▸ Consegna A
Aggiorna, per favore, il tratto dei record che va dal loro inizio fino alla riga che contiene "109 126 L 108", estremi inclusi, sostituendo "forearm" con "arm" e lasciando invariato tutto il resto. Restituisci solo quelle righe, senza le immagini.

┌─ Testo proposto

Intervista con il Potere….. nelle parole di Oriana Fallaci
Cosa accadde quando entrasti nel supermarket, Rascida?
Entrai spedita e agguantai subito il carry-basket, sai il cestino di metallo dove si mette la roba, il cestino con le ruote. Al supermarket c’è il self-service, ti muovi con facilità. La prima cosa da fare, quindi, era togliere i due bussolotti di marmellata dalla mia borsa e metterli nel carry-basket. Ci avevo già provato ma con oggetti più piccoli, non così pesanti, coi bussolotti grandi no e per qualche secondo temetti di dare nell’occhio. Mi imposi calma, perciò. Mi imposi anche di non guardare se mi guardavano altrimenti il mio gesto avrebbe perso spontaneità. Presto i bussolotti furono nel carry-basket. Ora si trattava di rimetterli a posto ma non dove li avevo presi perché non era un buon punto. Alla base avevo caricato i due ordigni a distanza di cinque minuti, in modo che uno esplodesse cinque minuti prima dell’altro. Decisi di mettere in fondo al negozio quello che sarebbe esploso dopo. L’altro, invece, vicino alla porta dove c’era uno scaffale con le bottiglie di birra e i vasetti.
Perché, Rascida?
Perché la porta era di vetro come le bottiglie di birra, come i vasetti. Con l’esplosione sarebbero schizzati i frammenti e ciò avrebbe provocato un numero maggiore di feriti. O di morti. Il vetro è tremendo: lanciato a gran velocità può decapitare, e anche i piccoli pezzi sono micidiali. Non solo, la prima esplosione avrebbe bloccato l’ingresso. Allora i superstiti si sarebbero rifugiati in fondo al negozio e qui, cinque minuti dopo, li avrebbe colti la seconda esplosione. Con un po’ di fortuna, nel caso la polizia fosse giunta alla svelta, avrei fatto fuori anche un bel po’ di polizia. Rise divertita, contenta. E ciò le provocò un nuovo accesso di tosse.

└─

▸ Consegna B
Riporta senza alcuna modifica il tratto dell'intervista che va da "Perché la porta" fino a "accesso di tosse.".

┌─ Dati disponibili

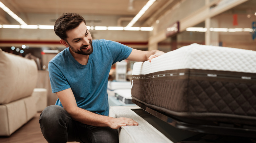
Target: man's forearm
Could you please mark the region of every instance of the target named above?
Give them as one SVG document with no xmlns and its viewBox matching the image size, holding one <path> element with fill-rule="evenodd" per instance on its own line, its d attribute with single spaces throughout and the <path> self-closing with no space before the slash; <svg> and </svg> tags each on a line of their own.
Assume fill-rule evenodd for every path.
<svg viewBox="0 0 256 143">
<path fill-rule="evenodd" d="M 109 126 L 108 121 L 111 118 L 97 114 L 79 107 L 76 108 L 75 111 L 70 112 L 69 113 L 73 120 L 94 126 Z"/>
<path fill-rule="evenodd" d="M 95 114 L 78 107 L 76 108 L 75 110 L 73 112 L 70 111 L 69 112 L 73 119 L 91 126 L 108 126 L 113 129 L 117 129 L 122 126 L 139 124 L 138 123 L 131 119 L 114 118 Z"/>
</svg>

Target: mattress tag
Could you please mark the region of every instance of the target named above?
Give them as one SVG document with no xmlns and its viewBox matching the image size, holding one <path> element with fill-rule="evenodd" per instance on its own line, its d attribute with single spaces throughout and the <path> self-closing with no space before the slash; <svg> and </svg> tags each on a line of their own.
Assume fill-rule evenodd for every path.
<svg viewBox="0 0 256 143">
<path fill-rule="evenodd" d="M 132 80 L 132 85 L 131 85 L 131 89 L 133 88 L 133 80 Z"/>
</svg>

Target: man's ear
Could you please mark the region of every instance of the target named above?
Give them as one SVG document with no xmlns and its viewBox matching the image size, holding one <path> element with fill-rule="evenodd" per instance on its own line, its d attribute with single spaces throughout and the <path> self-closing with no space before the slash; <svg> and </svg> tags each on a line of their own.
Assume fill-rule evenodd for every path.
<svg viewBox="0 0 256 143">
<path fill-rule="evenodd" d="M 66 42 L 66 41 L 63 40 L 63 39 L 60 39 L 59 40 L 59 41 L 60 42 L 60 43 L 62 44 L 64 46 L 66 46 L 66 47 L 67 48 L 68 48 L 69 47 L 69 45 L 68 43 L 68 42 Z"/>
</svg>

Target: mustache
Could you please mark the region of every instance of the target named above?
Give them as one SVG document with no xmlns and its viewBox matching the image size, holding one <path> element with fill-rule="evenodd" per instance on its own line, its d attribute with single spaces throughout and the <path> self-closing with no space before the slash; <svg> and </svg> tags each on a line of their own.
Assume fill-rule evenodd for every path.
<svg viewBox="0 0 256 143">
<path fill-rule="evenodd" d="M 82 46 L 81 46 L 80 48 L 86 48 L 86 47 L 87 47 L 87 46 L 88 46 L 89 45 L 83 45 Z"/>
</svg>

└─

▸ Esito esercizio A
Target: man's arm
Could you please mark the region of every instance of the target named above?
Give them as one SVG document with no xmlns and its viewBox matching the image size, holding one <path> element with fill-rule="evenodd" per instance on its own line, its d attribute with single spaces throughout and the <path> self-closing with no space before the slash; <svg> and </svg> tags each on a line of their own.
Assume fill-rule evenodd for every path.
<svg viewBox="0 0 256 143">
<path fill-rule="evenodd" d="M 109 126 L 108 121 L 111 118 L 97 114 L 79 107 L 76 108 L 75 111 L 70 112 L 69 113 L 73 120 L 94 126 Z"/>

▸ Esito esercizio B
Perché la porta era di vetro come le bottiglie di birra, come i vasetti. Con l’esplosione sarebbero schizzati i frammenti e ciò avrebbe provocato un numero maggiore di feriti. O di morti. Il vetro è tremendo: lanciato a gran velocità può decapitare, e anche i piccoli pezzi sono micidiali. Non solo, la prima esplosione avrebbe bloccato l’ingresso. Allora i superstiti si sarebbero rifugiati in fondo al negozio e qui, cinque minuti dopo, li avrebbe colti la seconda esplosione. Con un po’ di fortuna, nel caso la polizia fosse giunta alla svelta, avrei fatto fuori anche un bel po’ di polizia. Rise divertita, contenta. E ciò le provocò un nuovo accesso di tosse.